Sharma et al. (2016) analyzed in-band queuing, failure recovery functionalities and control, and they performed many experiments. The experiments of in-band conclude that the planned method permits bootstrapping in all the network topologies. In that method, the switches of performed-pan European topologies have occupied a maximum of five seconds to process bootstrapping. Experiments of queuing shows that control traffic in in-band mode could be firstly served before any traffic, and so it can eliminate race with the data-traffic for networking resources. The conclusion of the failure recovery experiments was that restoration in SDN OpenFlow does not meet the 50 ms protection and recovery requirement for both data and control traffic. According to the results, the authors did not consider propagation delay. As a result, the restoration time might increase due to propagation delay, making it impossible to meet the 50-millisecond deadline as future work, the effects of propagation delay can be studied to quantify the degradation of the restoration time with an increase in propagation delay.

▬▬▬▬▬▬

§ Given instruction A
Copy the listing word for word, from the line containing "Where can the silver" through the listing's last line, including both ends.
The passage and the listing are unrelated to each other.

▬▬▬▬▬▬

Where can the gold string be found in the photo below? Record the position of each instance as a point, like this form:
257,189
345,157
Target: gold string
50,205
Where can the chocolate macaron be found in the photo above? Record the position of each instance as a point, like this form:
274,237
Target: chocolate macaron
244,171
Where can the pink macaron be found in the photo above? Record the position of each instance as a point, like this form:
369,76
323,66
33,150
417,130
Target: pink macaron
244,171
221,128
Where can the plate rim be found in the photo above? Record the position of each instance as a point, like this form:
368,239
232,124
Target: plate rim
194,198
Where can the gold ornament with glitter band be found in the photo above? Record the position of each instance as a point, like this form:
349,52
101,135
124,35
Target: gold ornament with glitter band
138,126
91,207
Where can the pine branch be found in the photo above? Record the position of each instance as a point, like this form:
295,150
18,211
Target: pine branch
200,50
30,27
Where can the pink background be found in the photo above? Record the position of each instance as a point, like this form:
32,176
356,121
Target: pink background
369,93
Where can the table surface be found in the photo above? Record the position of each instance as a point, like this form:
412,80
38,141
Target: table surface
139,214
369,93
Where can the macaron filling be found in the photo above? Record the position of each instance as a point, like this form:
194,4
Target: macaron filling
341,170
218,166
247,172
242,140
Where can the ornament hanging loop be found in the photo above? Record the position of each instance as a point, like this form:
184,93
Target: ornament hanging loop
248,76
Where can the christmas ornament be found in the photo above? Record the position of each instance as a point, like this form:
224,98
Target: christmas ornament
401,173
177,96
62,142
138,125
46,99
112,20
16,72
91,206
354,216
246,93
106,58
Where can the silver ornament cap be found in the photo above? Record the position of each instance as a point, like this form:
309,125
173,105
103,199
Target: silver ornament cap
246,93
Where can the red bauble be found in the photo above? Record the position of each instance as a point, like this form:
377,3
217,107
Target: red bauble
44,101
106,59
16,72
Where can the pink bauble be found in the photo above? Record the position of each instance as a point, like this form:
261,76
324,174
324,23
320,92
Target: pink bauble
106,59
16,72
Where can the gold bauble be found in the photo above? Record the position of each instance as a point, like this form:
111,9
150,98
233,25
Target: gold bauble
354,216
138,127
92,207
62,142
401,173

▬▬▬▬▬▬

§ Given instruction B
For each statement, say whether it agrees with the passage on SDN recovery experiments. Answer yes or no, and quote the passage's deciding words. (i) In the pan-European topologies, switches took no more than five seconds to bootstrap. (ii) Restoration in SDN OpenFlow met the 50 ms recovery requirement. (iii) The authors took propagation delay into account.

§ Expected answer A
Where can the silver ornament cap be found in the photo above? Record the position of each instance as a point, like this form:
309,125
173,105
103,199
Target: silver ornament cap
246,93
Where can the red bauble be found in the photo above? Record the position of each instance as a point, like this form:
377,3
217,107
Target: red bauble
44,101
106,59
16,72
Where can the pink bauble be found in the photo above? Record the position of each instance as a point, like this form:
261,76
324,174
324,23
320,92
Target: pink bauble
106,59
16,72
Where can the gold bauble be found in the photo above? Record the position of each instance as a point, like this form:
111,9
150,98
233,25
Target: gold bauble
354,216
138,127
92,207
62,142
401,173

§ Expected answer B
(i) Yes: "have occupied a maximum of five seconds to process bootstrapping"
(ii) No: "does not meet the 50 ms protection and recovery requirement"
(iii) No: "the authors did not consider propagation delay"